It appears we have devolved such that a single year’s rainfall decides to come in a matter of days. You look out the window at another wet day, you start to think, “GEE that’s a lot of clean water falling from the sky that will go down the streets and gutters and storm drains right out to the bay”.
And you want that water out of your way, of course, and off your driveway and lawns and schoolyards so you’re grateful for the drains and the pavement. But you also have in the back of your head this nagging sensation that “I bet we’re going to miss that water in July when we the entire Bay Area is looking like dehydrated fruit” Or maybe “Burning up entirely.”
Then one suddenly has a thought “Hey wouldn’t it be cool if there was some way to keep that water in the communities where it’s needed before it disappears out to sea? Like some kind of natural little water holding structures that slowed things down and helped the water seep into the soil and soak into the ground where it can stay cool til we need it later?“.
I know it sounds crazy, but I’ve read that we used to have lots and lots of these things that made little ponds all along our streams. Like some kind of natural champagne fountain constantly trickling down all the stacked glasses so that no cup ever went dry even when it was far, far away from the original bottle.
Now this makes more sense. For three whole days in a row there was zero new beaver stories on my feed. Which is odd because at this time of year there are usually plenty – usually the season for lots of cities to worry about trapping. Today there are a bundle all at once, like a hose suddenly unkinked and water is gushing out in a burst. Here’s the best.

• **Set exercise**: Repeat word for word the part of the post about rainwater and beavers starting at "Then one suddenly" and ending at "the original bottle.".

• **Collected material**:
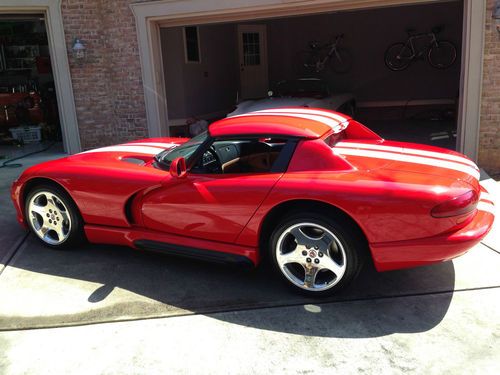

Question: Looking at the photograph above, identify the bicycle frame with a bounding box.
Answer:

• **Answer to the task**:
Then one suddenly has a thought “Hey wouldn’t it be cool if there was some way to keep that water in the communities where it’s needed before it disappears out to sea? Like some kind of natural little water holding structures that slowed things down and helped the water seep into the soil and soak into the ground where it can stay cool til we need it later?“.
I know it sounds crazy, but I’ve read that we used to have lots and lots of these things that made little ponds all along our streams. Like some kind of natural champagne fountain constantly trickling down all the stacked glasses so that no cup ever went dry even when it was far, far away from the original bottle.